## Work order
Gather every line of the rows below that contains the word "positive", with case counting.

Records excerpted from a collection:
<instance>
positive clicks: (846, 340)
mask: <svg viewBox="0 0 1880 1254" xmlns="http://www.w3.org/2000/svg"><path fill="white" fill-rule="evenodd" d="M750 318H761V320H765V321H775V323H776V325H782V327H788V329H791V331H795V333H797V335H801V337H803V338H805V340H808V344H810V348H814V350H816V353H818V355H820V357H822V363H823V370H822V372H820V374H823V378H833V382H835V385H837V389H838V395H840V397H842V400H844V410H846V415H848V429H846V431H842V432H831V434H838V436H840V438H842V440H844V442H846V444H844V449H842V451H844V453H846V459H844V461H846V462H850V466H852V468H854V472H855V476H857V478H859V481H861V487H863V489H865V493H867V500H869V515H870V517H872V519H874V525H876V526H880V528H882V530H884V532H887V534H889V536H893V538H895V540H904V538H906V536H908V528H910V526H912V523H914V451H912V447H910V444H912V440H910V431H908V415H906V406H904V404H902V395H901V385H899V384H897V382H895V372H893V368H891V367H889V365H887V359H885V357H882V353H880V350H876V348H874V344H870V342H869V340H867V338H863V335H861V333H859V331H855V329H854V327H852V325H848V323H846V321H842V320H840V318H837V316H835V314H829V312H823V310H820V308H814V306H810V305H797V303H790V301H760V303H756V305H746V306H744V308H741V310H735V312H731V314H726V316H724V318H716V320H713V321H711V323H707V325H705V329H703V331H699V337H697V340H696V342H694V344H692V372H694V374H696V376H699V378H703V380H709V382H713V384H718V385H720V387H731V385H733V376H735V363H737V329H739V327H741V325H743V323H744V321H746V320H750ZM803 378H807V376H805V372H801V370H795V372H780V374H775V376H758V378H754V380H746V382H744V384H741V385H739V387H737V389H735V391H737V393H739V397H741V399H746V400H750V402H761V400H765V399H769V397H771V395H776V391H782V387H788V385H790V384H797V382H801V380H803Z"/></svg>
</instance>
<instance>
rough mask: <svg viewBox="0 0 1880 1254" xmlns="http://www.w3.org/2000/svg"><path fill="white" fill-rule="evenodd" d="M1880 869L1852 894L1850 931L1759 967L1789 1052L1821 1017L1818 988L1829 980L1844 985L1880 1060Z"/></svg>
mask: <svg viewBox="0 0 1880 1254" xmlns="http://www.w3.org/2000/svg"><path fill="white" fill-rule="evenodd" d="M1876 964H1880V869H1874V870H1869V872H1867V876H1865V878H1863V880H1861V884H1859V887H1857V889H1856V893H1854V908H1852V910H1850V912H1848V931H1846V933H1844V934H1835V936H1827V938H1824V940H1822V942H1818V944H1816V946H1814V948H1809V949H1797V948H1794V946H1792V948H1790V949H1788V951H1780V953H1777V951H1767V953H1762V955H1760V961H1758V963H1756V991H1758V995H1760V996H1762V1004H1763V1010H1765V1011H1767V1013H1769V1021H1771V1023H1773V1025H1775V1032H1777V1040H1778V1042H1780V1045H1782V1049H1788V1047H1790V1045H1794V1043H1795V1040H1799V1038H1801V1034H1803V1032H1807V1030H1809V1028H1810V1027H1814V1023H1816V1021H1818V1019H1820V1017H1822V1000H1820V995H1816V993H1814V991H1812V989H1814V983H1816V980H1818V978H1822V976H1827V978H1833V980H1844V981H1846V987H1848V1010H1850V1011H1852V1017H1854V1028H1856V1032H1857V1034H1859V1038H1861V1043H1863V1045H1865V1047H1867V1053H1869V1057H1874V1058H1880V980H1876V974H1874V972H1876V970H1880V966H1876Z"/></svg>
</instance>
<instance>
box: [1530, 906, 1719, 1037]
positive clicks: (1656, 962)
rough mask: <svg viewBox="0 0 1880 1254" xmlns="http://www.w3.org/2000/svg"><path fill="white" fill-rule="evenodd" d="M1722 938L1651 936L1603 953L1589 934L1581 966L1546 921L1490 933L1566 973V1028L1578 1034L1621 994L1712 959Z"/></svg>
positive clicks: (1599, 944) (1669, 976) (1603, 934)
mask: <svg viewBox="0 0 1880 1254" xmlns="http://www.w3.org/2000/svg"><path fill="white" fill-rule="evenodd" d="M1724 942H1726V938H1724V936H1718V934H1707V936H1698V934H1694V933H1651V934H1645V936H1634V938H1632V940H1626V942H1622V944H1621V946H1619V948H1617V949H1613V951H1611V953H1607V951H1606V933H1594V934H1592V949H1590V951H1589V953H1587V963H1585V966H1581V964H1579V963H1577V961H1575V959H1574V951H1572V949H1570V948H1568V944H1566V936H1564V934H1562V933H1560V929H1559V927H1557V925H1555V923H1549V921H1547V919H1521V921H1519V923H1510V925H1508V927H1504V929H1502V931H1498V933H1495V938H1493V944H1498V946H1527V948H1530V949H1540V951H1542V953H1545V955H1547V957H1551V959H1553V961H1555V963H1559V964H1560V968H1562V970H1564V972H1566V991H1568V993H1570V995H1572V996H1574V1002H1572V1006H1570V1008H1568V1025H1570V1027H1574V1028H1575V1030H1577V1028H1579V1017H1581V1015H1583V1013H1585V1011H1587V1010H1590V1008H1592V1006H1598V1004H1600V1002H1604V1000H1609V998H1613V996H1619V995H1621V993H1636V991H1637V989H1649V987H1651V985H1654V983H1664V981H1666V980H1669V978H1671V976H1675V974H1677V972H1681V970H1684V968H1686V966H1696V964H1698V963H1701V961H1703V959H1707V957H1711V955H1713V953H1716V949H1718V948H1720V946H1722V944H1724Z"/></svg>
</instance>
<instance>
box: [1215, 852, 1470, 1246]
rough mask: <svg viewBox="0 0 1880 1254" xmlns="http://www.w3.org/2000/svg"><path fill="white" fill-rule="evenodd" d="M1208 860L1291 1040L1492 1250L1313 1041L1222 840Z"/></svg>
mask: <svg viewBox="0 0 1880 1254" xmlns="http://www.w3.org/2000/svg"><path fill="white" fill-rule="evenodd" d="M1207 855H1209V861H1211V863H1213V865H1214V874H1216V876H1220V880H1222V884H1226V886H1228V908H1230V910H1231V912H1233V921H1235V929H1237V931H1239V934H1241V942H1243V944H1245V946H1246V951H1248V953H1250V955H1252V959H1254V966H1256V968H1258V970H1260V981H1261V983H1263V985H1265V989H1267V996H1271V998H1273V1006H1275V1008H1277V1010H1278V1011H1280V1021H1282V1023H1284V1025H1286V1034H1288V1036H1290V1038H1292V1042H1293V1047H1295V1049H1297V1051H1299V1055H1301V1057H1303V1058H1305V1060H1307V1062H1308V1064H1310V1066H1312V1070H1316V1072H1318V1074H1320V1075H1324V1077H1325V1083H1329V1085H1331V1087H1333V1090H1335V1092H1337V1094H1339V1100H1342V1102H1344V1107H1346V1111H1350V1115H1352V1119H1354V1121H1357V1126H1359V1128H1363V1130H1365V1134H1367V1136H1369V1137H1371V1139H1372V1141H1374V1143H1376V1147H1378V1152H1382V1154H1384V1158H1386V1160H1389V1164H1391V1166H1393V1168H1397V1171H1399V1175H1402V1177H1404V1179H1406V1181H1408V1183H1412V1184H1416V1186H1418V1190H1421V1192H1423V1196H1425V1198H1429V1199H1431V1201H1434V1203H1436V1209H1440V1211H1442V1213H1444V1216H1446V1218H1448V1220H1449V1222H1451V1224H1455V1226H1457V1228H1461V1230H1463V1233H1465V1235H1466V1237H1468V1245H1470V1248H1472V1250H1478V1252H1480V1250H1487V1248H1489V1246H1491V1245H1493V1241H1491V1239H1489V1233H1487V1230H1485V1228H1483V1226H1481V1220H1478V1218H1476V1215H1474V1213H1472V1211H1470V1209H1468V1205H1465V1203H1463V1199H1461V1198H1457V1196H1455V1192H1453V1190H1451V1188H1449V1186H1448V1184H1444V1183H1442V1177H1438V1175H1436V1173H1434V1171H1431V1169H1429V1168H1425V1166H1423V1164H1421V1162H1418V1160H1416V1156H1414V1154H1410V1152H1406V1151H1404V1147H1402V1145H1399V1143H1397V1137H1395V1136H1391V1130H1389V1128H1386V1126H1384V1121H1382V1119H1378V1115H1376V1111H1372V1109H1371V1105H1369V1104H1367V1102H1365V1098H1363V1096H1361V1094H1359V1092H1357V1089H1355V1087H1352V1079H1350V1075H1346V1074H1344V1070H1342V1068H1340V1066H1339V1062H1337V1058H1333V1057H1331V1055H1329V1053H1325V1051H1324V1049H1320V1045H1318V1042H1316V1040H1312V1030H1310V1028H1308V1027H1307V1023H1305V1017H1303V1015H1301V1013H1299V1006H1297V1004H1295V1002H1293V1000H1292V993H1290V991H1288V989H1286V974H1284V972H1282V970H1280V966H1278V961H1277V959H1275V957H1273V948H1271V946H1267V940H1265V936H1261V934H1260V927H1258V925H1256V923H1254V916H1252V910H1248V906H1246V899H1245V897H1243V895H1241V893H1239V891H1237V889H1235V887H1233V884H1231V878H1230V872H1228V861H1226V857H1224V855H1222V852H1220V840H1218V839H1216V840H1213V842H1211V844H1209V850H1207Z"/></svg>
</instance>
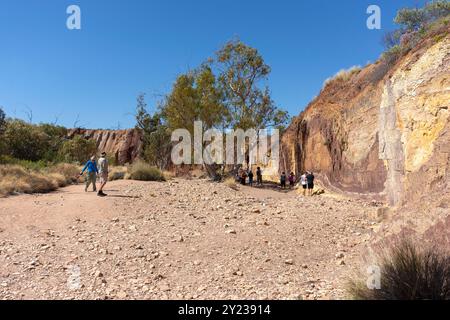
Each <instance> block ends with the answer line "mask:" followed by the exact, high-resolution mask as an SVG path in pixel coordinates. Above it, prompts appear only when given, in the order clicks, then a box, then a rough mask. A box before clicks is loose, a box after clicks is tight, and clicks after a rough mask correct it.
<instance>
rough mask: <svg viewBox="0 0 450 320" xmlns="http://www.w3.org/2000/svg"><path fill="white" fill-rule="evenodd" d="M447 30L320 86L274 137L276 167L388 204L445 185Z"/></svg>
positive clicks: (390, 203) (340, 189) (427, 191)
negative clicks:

## Reply
positive clicks: (846, 340)
positive clicks: (1656, 962)
positive clicks: (1599, 944) (1669, 976) (1603, 934)
positive clicks: (390, 203) (340, 189) (427, 191)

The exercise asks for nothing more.